Data for this exercise —
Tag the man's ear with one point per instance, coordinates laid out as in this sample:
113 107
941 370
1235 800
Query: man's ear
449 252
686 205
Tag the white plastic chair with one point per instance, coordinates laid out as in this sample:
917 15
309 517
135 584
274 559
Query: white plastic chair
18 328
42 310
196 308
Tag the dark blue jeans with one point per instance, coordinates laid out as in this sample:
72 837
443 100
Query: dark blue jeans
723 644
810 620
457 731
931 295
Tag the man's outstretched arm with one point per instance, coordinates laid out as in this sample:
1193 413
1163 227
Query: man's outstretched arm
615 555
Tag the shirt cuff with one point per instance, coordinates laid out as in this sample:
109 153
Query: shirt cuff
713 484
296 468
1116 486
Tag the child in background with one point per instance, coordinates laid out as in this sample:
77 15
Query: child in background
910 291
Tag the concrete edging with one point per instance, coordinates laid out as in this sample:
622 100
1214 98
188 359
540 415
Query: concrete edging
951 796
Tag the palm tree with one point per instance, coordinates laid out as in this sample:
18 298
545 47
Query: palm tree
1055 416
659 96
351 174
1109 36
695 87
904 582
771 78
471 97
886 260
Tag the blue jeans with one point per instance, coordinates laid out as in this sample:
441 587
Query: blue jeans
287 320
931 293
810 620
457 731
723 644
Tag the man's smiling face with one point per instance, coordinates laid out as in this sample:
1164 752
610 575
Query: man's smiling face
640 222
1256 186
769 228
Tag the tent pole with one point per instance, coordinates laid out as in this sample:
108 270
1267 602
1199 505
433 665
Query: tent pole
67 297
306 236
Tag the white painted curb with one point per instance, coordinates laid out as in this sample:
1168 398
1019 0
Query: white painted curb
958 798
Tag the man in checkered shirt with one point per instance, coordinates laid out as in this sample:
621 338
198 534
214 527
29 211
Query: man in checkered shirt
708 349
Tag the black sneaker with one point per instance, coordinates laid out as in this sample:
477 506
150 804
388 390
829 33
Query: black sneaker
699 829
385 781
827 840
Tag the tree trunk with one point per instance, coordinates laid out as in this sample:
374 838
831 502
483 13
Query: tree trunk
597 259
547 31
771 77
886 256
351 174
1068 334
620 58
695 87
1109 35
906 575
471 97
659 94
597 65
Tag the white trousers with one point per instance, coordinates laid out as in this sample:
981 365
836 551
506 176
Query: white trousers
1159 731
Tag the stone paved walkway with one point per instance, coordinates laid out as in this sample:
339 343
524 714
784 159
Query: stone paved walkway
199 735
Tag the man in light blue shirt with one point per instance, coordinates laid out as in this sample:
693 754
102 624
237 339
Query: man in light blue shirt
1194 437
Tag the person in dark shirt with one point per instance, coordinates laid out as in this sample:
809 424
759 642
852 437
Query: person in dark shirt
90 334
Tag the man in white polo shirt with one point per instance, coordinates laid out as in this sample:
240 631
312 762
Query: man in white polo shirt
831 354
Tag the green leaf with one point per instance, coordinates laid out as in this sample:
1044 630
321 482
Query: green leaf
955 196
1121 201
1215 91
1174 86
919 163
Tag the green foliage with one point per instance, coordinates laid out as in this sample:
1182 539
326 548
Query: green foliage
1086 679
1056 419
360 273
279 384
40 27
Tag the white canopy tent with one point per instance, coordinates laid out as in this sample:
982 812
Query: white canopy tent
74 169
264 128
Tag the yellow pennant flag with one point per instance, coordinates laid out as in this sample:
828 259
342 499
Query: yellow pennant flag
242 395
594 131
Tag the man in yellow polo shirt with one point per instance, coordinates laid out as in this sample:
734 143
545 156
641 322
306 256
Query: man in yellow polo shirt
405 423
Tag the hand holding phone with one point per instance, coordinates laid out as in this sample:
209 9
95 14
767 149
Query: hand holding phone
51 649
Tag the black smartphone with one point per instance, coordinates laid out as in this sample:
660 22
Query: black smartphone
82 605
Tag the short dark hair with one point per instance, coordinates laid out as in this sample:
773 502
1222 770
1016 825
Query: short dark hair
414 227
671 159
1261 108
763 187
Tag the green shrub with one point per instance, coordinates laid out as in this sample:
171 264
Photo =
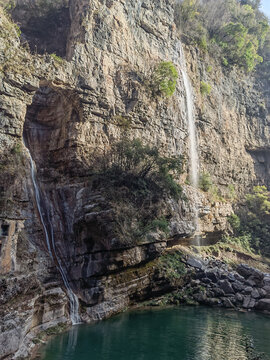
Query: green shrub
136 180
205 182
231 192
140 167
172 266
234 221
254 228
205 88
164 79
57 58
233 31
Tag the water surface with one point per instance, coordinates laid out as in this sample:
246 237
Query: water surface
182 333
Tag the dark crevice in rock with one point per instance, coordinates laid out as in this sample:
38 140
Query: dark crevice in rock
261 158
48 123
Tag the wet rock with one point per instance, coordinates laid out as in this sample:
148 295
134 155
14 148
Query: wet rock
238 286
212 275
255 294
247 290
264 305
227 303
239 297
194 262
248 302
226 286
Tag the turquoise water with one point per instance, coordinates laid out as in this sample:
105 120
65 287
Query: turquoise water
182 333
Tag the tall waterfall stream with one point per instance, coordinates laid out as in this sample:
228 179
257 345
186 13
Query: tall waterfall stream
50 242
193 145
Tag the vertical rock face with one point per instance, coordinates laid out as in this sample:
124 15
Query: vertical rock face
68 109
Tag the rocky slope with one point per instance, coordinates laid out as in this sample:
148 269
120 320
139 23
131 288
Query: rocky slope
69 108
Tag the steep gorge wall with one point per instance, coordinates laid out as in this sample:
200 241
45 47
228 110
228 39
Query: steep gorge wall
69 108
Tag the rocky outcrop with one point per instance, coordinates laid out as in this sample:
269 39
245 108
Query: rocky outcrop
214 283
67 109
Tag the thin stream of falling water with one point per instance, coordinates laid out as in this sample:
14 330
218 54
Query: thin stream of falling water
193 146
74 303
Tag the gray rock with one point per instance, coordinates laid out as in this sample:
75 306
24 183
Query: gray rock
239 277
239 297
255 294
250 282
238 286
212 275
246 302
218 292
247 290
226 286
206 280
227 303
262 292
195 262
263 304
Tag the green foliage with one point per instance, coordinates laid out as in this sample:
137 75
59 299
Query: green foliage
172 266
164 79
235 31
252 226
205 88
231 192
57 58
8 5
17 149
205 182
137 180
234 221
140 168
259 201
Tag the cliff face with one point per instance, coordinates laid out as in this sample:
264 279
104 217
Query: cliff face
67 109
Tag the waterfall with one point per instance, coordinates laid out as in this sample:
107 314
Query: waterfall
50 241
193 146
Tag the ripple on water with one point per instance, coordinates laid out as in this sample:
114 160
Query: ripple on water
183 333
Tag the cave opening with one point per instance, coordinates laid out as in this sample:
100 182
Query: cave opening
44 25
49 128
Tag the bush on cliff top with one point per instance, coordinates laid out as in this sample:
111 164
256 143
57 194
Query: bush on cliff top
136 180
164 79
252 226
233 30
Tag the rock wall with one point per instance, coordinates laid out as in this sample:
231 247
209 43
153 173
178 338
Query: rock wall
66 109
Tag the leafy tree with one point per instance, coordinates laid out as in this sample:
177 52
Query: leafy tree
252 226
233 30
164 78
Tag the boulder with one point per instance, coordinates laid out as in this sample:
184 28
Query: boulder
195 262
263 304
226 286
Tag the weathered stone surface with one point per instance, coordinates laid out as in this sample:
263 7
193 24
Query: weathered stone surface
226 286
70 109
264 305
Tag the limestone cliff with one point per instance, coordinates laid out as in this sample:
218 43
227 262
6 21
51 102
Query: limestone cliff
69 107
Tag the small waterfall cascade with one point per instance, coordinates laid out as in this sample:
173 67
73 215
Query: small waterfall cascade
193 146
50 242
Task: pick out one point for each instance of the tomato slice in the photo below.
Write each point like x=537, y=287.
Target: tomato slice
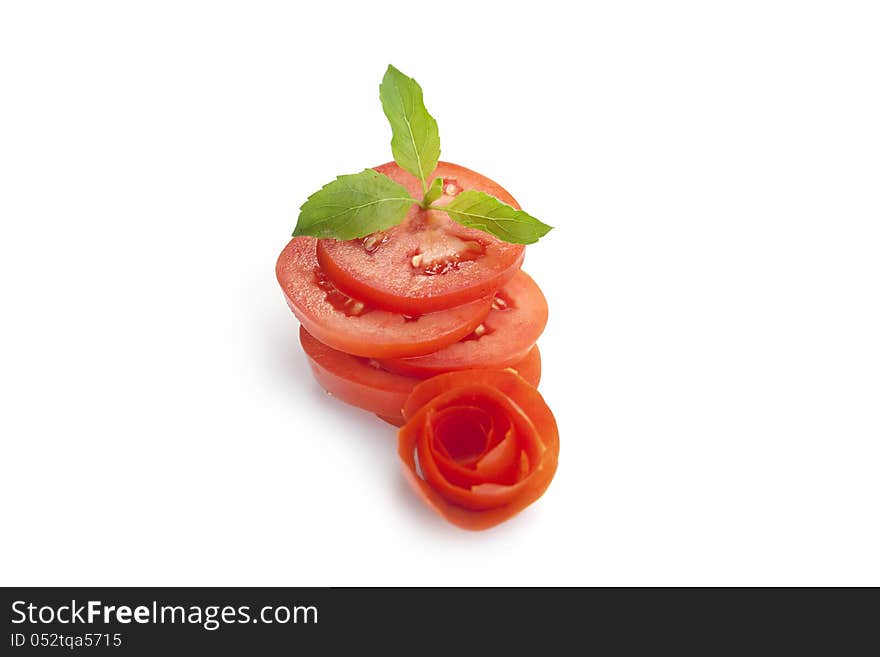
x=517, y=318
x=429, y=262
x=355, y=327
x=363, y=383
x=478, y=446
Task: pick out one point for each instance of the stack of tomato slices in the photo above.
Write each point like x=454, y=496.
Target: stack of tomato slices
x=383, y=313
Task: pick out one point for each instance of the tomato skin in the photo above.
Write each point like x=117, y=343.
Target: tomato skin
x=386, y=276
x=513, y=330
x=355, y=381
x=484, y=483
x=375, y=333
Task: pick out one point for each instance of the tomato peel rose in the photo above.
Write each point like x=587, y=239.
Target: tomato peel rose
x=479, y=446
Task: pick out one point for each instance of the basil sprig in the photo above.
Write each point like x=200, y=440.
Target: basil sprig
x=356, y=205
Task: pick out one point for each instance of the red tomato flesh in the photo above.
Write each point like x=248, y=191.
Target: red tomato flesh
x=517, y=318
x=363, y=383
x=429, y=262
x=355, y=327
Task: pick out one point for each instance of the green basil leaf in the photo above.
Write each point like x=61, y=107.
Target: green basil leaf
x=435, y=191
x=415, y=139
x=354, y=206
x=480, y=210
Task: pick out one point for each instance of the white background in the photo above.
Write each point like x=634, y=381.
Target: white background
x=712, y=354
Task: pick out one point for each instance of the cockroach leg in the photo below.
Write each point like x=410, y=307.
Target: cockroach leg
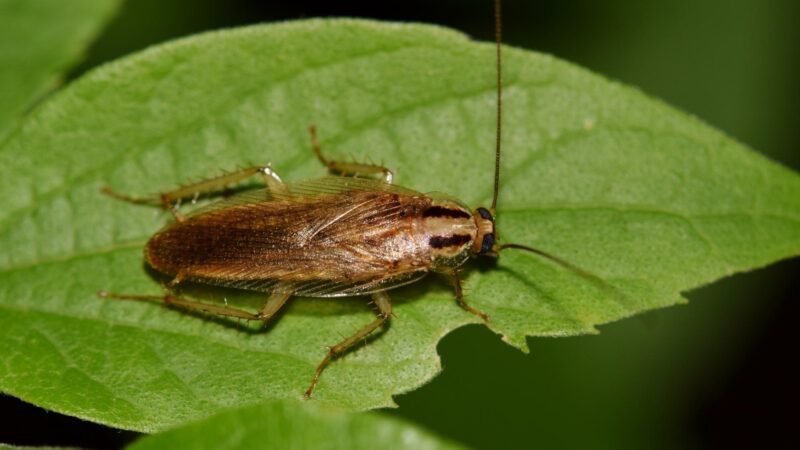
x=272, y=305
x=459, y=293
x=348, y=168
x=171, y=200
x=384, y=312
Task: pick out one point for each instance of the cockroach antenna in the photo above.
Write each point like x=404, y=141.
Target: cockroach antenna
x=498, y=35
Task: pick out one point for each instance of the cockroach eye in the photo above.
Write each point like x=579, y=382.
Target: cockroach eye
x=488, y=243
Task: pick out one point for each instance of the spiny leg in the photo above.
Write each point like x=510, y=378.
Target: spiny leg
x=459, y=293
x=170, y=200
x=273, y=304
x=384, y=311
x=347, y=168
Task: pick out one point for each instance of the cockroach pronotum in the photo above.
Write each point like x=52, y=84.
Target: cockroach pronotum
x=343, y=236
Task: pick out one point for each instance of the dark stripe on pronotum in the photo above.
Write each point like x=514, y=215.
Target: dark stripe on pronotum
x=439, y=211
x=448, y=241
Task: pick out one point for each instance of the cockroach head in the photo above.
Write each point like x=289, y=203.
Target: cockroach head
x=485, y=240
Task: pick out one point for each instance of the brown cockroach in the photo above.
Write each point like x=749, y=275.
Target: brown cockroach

Task to complete —
Take from the listing above each line in which the string "below" is found.

Exercise solution —
Task: pick out one point for each instance of the tomato slice in the photo below.
Task: pick out one point for each instance of the cockroach leg in the photo below.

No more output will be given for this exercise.